* _Set task 1_
Decide whether each statement agrees with the text on the casino coin game below. Answer yes or no for each, and quote the deciding words of the text. (a) In the modified game, the casino reveals one coin chosen by the player. (b) In the original game, a correct call wins the player $2. (c) When attendance drops again, the casino decides to offer a couples game.

* _Text shown_
+-------+
The house will commit two coins on the table, oriented heads or tails each, and keep them covered. The player calls what the faces of the each of the coins are, either HH, HT, TH, or TT. The casino reveals the coins and if the player is correct, they win $1, and otherwise they lose $1.
After opening the customers stop coming by to play this boring game, so to boost attendance the casino modifies the game as follows.
The house will commit two coins on the table, oriented heads or tails each, and keep them covered. The player calls what the faces of each of the two coins are, either HH, HT, TH, or TT. The casino reveals one coin, of the players choice. After seeing revealed coin, the player can elect to back out of the game and neither win nor lose, or keep going, and see the second coin. If the player’s call is correct, they win $1, and otherwise they lose $1.
Even with the new, more fair, game, attendance at the casino starts dropping off again. The casino decides to offer a couples game.
+-------+
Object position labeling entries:
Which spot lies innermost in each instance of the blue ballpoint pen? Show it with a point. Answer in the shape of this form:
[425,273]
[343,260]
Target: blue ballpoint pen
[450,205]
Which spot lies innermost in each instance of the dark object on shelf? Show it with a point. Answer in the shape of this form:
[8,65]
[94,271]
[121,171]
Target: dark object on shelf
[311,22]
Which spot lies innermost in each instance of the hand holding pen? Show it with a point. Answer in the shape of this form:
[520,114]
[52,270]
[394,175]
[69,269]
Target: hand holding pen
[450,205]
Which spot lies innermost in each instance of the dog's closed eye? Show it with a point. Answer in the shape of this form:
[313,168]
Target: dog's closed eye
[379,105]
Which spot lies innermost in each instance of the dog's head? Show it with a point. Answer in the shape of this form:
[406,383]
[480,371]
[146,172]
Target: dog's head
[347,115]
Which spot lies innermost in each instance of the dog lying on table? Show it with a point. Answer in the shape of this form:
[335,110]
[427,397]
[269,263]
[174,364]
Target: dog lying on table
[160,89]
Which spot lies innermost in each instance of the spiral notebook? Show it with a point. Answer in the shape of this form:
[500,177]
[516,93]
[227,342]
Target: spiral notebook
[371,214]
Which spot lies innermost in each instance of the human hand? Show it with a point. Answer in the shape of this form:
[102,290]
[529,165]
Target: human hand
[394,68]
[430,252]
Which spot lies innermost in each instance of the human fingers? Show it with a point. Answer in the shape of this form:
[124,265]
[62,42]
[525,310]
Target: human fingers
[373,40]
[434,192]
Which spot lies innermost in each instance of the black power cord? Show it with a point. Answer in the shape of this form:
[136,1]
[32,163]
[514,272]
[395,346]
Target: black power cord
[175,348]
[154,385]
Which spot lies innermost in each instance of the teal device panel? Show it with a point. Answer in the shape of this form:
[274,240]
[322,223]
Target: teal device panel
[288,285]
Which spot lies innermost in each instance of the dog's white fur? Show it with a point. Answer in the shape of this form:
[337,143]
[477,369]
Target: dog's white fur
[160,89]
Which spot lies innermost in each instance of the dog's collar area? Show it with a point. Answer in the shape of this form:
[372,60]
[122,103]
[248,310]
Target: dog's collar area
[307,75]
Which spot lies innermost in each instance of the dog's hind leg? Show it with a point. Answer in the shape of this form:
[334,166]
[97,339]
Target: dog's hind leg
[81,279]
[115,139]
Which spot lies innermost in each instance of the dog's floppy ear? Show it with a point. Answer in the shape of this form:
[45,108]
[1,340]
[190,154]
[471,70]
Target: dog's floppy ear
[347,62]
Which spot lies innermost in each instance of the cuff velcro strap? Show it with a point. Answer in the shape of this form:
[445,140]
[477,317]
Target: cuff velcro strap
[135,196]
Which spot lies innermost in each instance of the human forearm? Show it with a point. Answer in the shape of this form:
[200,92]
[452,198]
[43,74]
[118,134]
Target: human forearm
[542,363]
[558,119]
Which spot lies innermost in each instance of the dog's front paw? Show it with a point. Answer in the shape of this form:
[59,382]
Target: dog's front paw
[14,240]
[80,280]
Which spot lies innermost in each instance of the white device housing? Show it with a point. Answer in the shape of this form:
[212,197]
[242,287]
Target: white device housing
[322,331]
+-------+
* _Set task 2_
Return every line of the rows that contains the word "teal". Case counts.

* _Full answer 1_
(a) Yes: "The casino reveals one coin, of the players choice."
(b) No: "if the player is correct, they win $1, and otherwise they lose $1."
(c) Yes: "The casino decides to offer a couples game."

* _Full answer 2_
Which spot lies innermost in each instance of the teal device panel? Show it with a point. Answer in the shape of this form:
Target: teal device panel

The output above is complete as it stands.